STATED TASK: Render every line of the data below as a Markdown table with the columns "No." and "Line," numbering each row and omitting blank lines.

TASK INPUTS:
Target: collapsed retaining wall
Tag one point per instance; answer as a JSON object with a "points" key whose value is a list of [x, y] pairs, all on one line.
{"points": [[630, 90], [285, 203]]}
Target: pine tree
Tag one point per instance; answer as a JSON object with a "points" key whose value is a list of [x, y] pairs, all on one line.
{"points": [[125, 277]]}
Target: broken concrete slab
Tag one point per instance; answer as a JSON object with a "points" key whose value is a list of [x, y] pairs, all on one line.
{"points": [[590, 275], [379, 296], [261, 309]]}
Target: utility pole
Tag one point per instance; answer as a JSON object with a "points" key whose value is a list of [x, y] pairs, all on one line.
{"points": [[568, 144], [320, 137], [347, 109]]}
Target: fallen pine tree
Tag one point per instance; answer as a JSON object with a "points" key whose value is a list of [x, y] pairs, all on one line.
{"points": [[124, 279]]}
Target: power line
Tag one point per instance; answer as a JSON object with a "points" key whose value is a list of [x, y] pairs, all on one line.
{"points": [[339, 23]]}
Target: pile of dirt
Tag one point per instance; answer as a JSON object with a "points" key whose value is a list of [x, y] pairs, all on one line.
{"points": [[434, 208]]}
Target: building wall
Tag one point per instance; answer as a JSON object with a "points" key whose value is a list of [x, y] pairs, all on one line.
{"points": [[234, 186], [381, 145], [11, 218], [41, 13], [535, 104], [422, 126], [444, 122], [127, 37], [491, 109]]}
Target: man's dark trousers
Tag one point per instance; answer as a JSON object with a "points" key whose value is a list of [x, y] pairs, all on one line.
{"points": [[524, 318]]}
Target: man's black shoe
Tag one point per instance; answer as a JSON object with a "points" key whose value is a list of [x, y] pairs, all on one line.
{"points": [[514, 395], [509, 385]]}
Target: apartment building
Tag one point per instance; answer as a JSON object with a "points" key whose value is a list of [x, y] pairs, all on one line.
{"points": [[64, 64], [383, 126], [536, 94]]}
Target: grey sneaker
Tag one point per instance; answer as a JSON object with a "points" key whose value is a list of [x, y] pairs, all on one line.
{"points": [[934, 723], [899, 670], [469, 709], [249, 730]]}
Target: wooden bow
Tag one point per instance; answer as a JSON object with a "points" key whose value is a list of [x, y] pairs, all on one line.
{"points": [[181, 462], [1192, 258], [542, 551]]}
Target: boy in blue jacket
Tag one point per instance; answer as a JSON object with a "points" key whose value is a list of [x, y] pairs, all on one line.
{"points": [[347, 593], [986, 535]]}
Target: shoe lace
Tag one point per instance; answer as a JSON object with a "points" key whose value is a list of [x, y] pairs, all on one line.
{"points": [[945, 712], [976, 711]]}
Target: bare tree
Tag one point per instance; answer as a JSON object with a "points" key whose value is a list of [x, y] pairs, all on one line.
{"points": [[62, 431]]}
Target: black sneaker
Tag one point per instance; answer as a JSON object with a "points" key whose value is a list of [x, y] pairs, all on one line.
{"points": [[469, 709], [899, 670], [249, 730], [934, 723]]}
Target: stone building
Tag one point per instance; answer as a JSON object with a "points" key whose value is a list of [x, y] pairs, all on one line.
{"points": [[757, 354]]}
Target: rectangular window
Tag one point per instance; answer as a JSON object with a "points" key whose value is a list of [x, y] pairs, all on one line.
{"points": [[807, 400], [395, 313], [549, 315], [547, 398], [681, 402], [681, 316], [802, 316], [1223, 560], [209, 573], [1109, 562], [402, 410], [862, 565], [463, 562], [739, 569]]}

RESULT OF THIS EXERCISE:
| No. | Line |
|---|---|
| 1 | Target: collapsed retaining wall |
| 2 | Tag one point per instance; answer as a JSON object with a "points" key whose value is a list of [x, y] pairs, all on one line. |
| 3 | {"points": [[630, 90], [285, 203]]} |
| 4 | Target: pine tree |
| 5 | Tag one point per instance; answer as a JSON object with a "points" key whose value is a list of [x, y] pairs, all on one line. |
| 6 | {"points": [[125, 277]]} |
| 7 | Target: broken concrete slab |
| 8 | Tag one point per instance; answer as a JSON object with a "points" key whose value is a list of [x, y] pairs, all on one line. |
| 9 | {"points": [[590, 275], [379, 296], [261, 309]]} |
| 10 | Target: utility pole |
| 11 | Tag one point per instance; answer as a JSON object with a "points" key whose value is a list of [x, y] pairs, all on one line. |
| 12 | {"points": [[568, 144], [320, 137], [347, 109]]} |
| 13 | Target: fallen pine tree |
| 14 | Tag one point per instance; answer as a JSON object with a "points" key whose value is a list of [x, y] pairs, all on one line. |
| 15 | {"points": [[124, 279]]} |
| 16 | Target: power line |
| 17 | Tag one point per instance; answer as a JSON object with a "points" key whose value is a list of [x, y] pairs, all on one line. |
| 18 | {"points": [[339, 23]]} |
| 19 | Target: pile of dirt |
| 20 | Tag one point per instance; answer as a JSON object with a "points" key whose value is a list of [x, y] pairs, all on one line. |
| 21 | {"points": [[434, 208]]} |
| 22 | Target: building wall |
| 23 | Tag one point per instance; answer as a JSON object with a "points" key whose value is a list of [x, y] pairs, all on one line. |
| 24 | {"points": [[234, 186], [381, 145], [11, 218], [41, 13], [535, 104], [422, 126], [444, 122], [127, 37], [491, 109]]} |
| 25 | Target: man's dark trousers |
| 26 | Tag one point per instance; answer as a JSON object with a "points" key whose value is a list of [x, y] pairs, all on one line. |
| 27 | {"points": [[524, 318]]} |
| 28 | Target: man's black shoe |
| 29 | Tag one point per instance; answer as a JSON object with a "points" key whose value is a list of [x, y] pairs, all on one line. |
| 30 | {"points": [[514, 395], [509, 385]]} |
| 31 | Target: apartment building |
| 32 | Tag one point per instance; answer as a JSON object with a "points" key whose value is a list of [x, y] pairs, all on one line. |
| 33 | {"points": [[64, 64], [383, 126], [536, 94]]} |
| 34 | Target: grey sneaker |
| 35 | Tag one point per instance; answer as a JSON object with a "points" key whose value is a list of [x, y] pairs, all on one line. |
| 36 | {"points": [[934, 723], [899, 670], [469, 709], [249, 730]]} |
| 37 | Target: wooden bow |
| 38 | Tag one point per instance; answer as a JSON object with a "points" key whose value is a list of [x, y] pairs, all on one line. |
| 39 | {"points": [[181, 462], [1192, 258], [542, 551]]} |
| 40 | Target: boy in blue jacket |
| 41 | Tag one point per instance; answer as a JSON object with a "points" key whose value is a list of [x, y] pairs, all on one line. |
| 42 | {"points": [[347, 593], [986, 535]]} |
| 43 | Target: shoe lace |
| 44 | Tag one point per instance; answer as a JSON object with a "points" key whose value is a list of [x, y] pairs, all on one line. |
| 45 | {"points": [[945, 712], [976, 711]]} |
| 46 | Target: bare tree |
| 47 | Tag one point per instance; answer as a JSON object with a "points" key whose value is a list of [x, y] pairs, all on one line. |
| 48 | {"points": [[62, 431]]} |
| 49 | Target: black sneaker |
| 50 | Tag one point per instance; answer as a JSON object with a "points" key whose value is a list of [x, y] pairs, all on one line. |
| 51 | {"points": [[469, 709], [899, 670], [249, 730], [934, 723]]} |
| 52 | Target: stone building |
| 53 | Tag one point per instance; answer as a JSON object with a "points" key whose value is a list of [x, y] pairs, all on one line. |
| 54 | {"points": [[757, 354]]} |
| 55 | Target: rectangular window |
| 56 | Tag one point per instance; answer as a JSON object with a "points" key whose value is a list of [x, y] pairs, all on one line. |
| 57 | {"points": [[807, 400], [395, 313], [549, 315], [547, 398], [681, 402], [681, 316], [802, 316], [1223, 560], [209, 573], [1109, 562], [402, 410], [862, 565], [463, 562], [739, 569]]} |